# [Data listing]
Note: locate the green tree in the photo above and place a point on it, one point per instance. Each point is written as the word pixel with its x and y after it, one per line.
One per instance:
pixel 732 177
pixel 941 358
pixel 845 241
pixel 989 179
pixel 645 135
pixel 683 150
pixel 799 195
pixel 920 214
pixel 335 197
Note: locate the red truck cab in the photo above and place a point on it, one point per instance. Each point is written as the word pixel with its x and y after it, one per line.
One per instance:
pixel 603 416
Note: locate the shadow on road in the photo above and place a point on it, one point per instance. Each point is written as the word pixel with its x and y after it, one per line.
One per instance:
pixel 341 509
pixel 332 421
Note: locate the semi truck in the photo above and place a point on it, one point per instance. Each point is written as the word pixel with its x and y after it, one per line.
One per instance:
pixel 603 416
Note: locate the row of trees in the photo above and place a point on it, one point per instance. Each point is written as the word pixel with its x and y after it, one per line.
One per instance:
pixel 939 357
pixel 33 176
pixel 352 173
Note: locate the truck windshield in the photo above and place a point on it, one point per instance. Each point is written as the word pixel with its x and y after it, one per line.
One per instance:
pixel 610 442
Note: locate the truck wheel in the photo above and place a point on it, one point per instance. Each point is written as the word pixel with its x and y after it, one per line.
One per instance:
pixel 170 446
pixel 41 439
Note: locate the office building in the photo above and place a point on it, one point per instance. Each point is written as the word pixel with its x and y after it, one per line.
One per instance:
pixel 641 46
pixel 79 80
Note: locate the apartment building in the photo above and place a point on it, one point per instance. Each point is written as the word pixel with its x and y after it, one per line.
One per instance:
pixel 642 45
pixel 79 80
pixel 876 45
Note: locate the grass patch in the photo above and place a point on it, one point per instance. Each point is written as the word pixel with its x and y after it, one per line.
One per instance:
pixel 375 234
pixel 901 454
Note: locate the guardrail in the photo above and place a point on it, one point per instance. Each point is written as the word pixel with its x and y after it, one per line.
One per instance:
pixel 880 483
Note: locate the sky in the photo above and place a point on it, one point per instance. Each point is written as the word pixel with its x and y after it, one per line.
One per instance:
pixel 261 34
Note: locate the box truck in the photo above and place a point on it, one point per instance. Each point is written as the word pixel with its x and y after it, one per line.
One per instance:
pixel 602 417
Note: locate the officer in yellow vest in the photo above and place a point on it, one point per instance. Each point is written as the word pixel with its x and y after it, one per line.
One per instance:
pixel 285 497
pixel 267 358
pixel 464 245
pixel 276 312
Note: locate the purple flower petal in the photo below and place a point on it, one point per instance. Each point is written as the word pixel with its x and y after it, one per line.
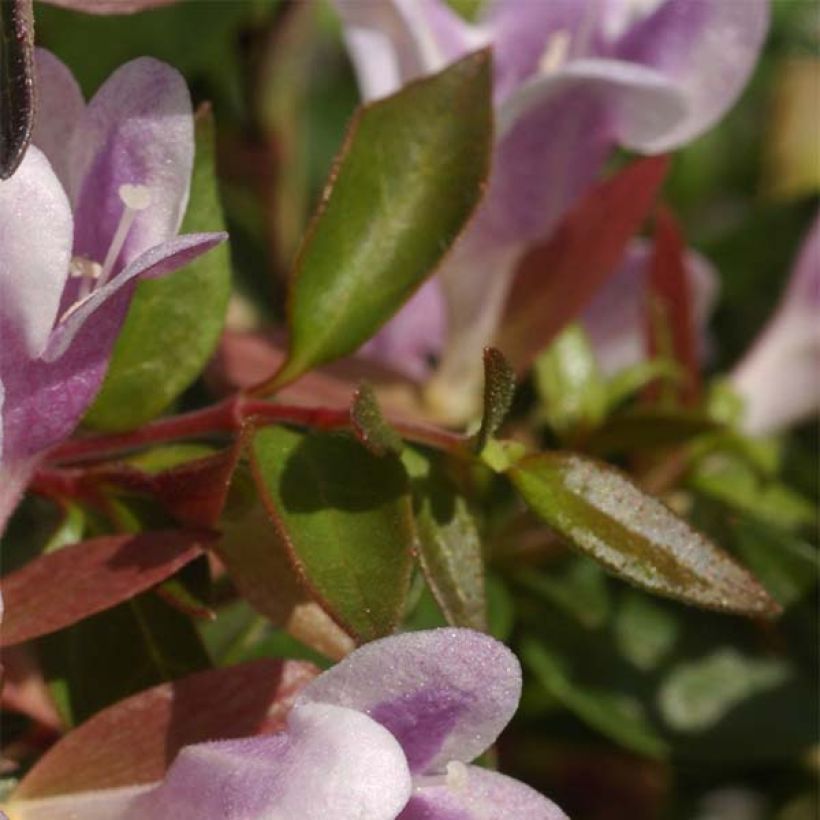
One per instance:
pixel 45 398
pixel 779 378
pixel 109 303
pixel 35 238
pixel 707 48
pixel 137 130
pixel 445 693
pixel 472 793
pixel 331 762
pixel 411 339
pixel 60 108
pixel 521 32
pixel 616 319
pixel 394 41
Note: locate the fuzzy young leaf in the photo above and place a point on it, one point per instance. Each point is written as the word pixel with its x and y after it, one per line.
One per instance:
pixel 499 389
pixel 449 545
pixel 570 383
pixel 173 323
pixel 16 83
pixel 370 425
pixel 346 518
pixel 602 513
pixel 408 177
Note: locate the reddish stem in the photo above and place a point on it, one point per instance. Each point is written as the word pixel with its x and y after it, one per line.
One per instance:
pixel 230 416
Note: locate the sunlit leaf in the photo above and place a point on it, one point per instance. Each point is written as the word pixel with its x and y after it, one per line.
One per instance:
pixel 499 389
pixel 570 384
pixel 370 426
pixel 696 695
pixel 345 517
pixel 408 177
pixel 449 545
pixel 602 513
pixel 134 740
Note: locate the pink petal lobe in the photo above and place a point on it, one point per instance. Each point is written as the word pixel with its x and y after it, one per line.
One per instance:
pixel 138 129
pixel 394 41
pixel 473 793
pixel 707 49
pixel 779 378
pixel 60 107
pixel 35 237
pixel 445 694
pixel 331 762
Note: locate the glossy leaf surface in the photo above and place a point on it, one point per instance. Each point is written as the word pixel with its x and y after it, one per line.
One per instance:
pixel 407 179
pixel 345 516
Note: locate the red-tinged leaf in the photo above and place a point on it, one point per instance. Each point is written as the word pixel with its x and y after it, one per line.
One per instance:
pixel 671 329
pixel 135 740
pixel 63 587
pixel 24 688
pixel 557 279
pixel 195 492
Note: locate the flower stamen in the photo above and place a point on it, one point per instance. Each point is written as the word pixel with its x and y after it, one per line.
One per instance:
pixel 136 198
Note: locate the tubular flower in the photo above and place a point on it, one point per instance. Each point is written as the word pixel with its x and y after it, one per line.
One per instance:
pixel 95 205
pixel 779 378
pixel 573 80
pixel 387 733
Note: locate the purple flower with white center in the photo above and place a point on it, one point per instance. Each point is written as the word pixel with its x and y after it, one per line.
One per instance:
pixel 387 733
pixel 95 205
pixel 573 80
pixel 779 378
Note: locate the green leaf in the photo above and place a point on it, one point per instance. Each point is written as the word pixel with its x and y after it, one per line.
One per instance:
pixel 116 653
pixel 346 518
pixel 173 323
pixel 578 588
pixel 601 512
pixel 408 177
pixel 570 384
pixel 263 573
pixel 628 381
pixel 614 714
pixel 449 545
pixel 499 389
pixel 644 632
pixel 370 426
pixel 16 83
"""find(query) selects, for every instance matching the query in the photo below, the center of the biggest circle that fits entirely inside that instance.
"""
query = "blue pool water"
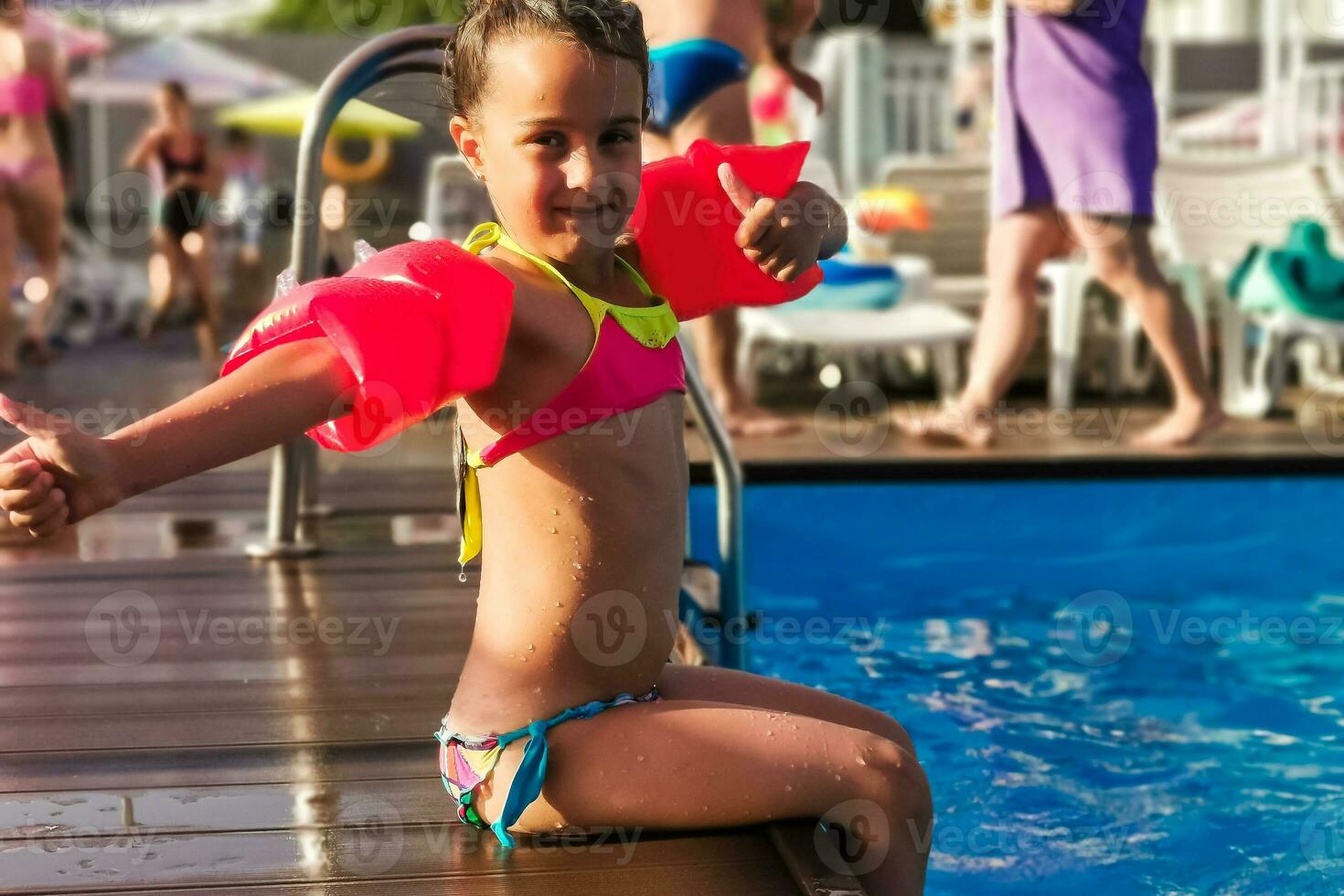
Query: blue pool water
(1115, 687)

# [Short task]
Rewrite all of the records above, replacing "place a point on it" with "mark it with a point" everywhere and keeping everything else the same. Leave the pictures out.

# [Exercise output]
Note: locate the green tree in the photo above and mark it with a point, one point per instance. Each point is written as the word pixel with its x and y after it, one per line.
One per instance:
pixel 732 177
pixel 941 358
pixel 845 241
pixel 989 179
pixel 645 135
pixel 683 150
pixel 799 195
pixel 920 214
pixel 335 197
Note: locate the red truck cab in the photo above and mark it with a point, one point per instance. Each point is written as the word pixel with its x and y after it, one per line.
One per instance:
pixel 603 416
Note: locate the shadow on road in the photo above and mark it with a point, one point per instance. Each point is written as the word pixel with its x and y after it, one per line.
One per instance:
pixel 341 509
pixel 332 421
Note: locate the semi truck in the photo above and mark it with a point, one point per instance. Each point is written as the word pixel with its x and y after it, one per line.
One per instance:
pixel 603 416
Note: locate the row of trees in the photo above and mark it with a point, one point per instance. Each point is written as the word pixel with its x and y after it, one per line.
One per instance:
pixel 939 357
pixel 33 176
pixel 352 173
Note: locate the truck windshield in the photo above and mark it with a point, one point per instance. Each point is written as the word pixel with its x and y after it, one per line.
One per instance:
pixel 610 442
Note: locate the truck wheel in the photo above and mark it with a point, one point per instance. Each point is written as the word pixel with its x and y after it, one per line.
One per instance:
pixel 170 446
pixel 41 439
Note: locate the office building in the photo above and mark it with a point, one point per instance. Each point is written as the word pixel with its x and y after it, one per line.
One per instance:
pixel 641 46
pixel 79 80
Note: locate the apartment building in the photo above and mark it with a point, one point per instance. Each point is written as the word pixel with its x and y after it, one per line.
One per instance:
pixel 642 45
pixel 79 80
pixel 876 45
Note: locate the grass patch in the photo above and mark it with a point, one point per instance. Each point is written as the word pixel with its x and y after it, one per line.
One per instance:
pixel 375 234
pixel 901 454
Note: locate the guardrail in the photo above and mark it with a point, one point per instance. Each point is written as the word pixel with its x and y after it, one per line.
One per instance:
pixel 880 483
Note: locate the sky in the photo above and mark it with a point, one point per instance. Each point is written as the word pixel with its x and y after it, one per line.
One per instance:
pixel 261 34
Note: locate the box truck in the photo above and mark it with a point, one point per instance. Each point is written as the word pixel with its x and y after it, one per line.
One per instance:
pixel 602 417
Note: locate the officer in yellow vest in the photo above and mark it with a point, one point per instance. Each point is written as the word pixel with its x and y after it, one per line.
One per instance:
pixel 285 497
pixel 267 358
pixel 464 245
pixel 276 312
Note: locate the purple flower petal in the photo below and mark it with a point, one point per instance. Each point is written as the word pixel with its x and y after it, one per line.
One per instance:
pixel 45 398
pixel 779 378
pixel 109 303
pixel 35 238
pixel 707 48
pixel 137 130
pixel 445 693
pixel 472 793
pixel 331 762
pixel 411 339
pixel 60 108
pixel 521 32
pixel 616 319
pixel 394 41
Note: locate the fuzzy young leaf in the photo above and mark it with a point, one point per instance. Each point is written as the word pixel with its x and y after it, one per line.
One per instance:
pixel 499 389
pixel 449 545
pixel 570 383
pixel 173 323
pixel 16 83
pixel 370 425
pixel 346 518
pixel 602 513
pixel 408 177
Note: locate the reddish stem in the photo above and mark it with a point, one point per instance. Each point is written as the word pixel with its x and y after it, one per line.
One per instance:
pixel 230 416
Note: locate the sunlit leaf in the photo above and mark it with a point, one point per instance. Each point is written as the word pixel with its x and y after it, one per line.
One per instance:
pixel 499 389
pixel 570 384
pixel 370 426
pixel 696 695
pixel 345 517
pixel 408 177
pixel 449 545
pixel 602 513
pixel 134 740
Note: locate the pink petal lobe in the photo above and mark it with a point, one point per instance. Each point is written as the word pixel with its x and y after it, one per line.
One per instance:
pixel 138 129
pixel 394 41
pixel 473 793
pixel 707 49
pixel 779 378
pixel 60 107
pixel 35 237
pixel 445 694
pixel 331 762
Note: locate the glossy leaf surface in the photo above and mark it with a point, one point per instance. Each point is written as the word pixel with its x and y after it, one per line.
One per instance:
pixel 407 179
pixel 345 516
Note: locate the red-tinged leaf in the photo above and mark it with a point, one point per instance. Each point is written as the word pixel with its x and y after it, one per line.
One per instance:
pixel 671 329
pixel 135 740
pixel 63 587
pixel 24 688
pixel 557 279
pixel 195 492
Note: locate the flower stamen in the photo above and mark it with a point, one point per instance. Each point is written as the word pixel with its x and y after it, one per line.
One per instance:
pixel 136 198
Note: locate the tubular flower in the photo above and mark it with a point, one point per instance. Each point is written as the word pixel with its x and y after it, one per line.
One per instance:
pixel 95 205
pixel 779 378
pixel 573 80
pixel 387 733
Note: locate the purple flower with white center in the photo above and mark it with a point, one point per instance. Each point is written as the word pixel with its x and y after it, one per line.
One per instance:
pixel 387 733
pixel 95 205
pixel 573 80
pixel 779 378
Note: locate the green leaf in the photo above and mark it with a point, one point per instance. Each point is written as the word pixel with its x and y after it, one per line.
One per instance:
pixel 116 653
pixel 346 518
pixel 173 323
pixel 578 588
pixel 601 512
pixel 408 177
pixel 570 384
pixel 263 573
pixel 628 381
pixel 614 714
pixel 449 545
pixel 499 389
pixel 644 632
pixel 370 426
pixel 16 83
"""find(query) selects, for every instance matching the query in the photo below, the center of the biggest circle that fits entirely inside that instance.
"""
query = "blue pool water"
Query: blue pool water
(1115, 687)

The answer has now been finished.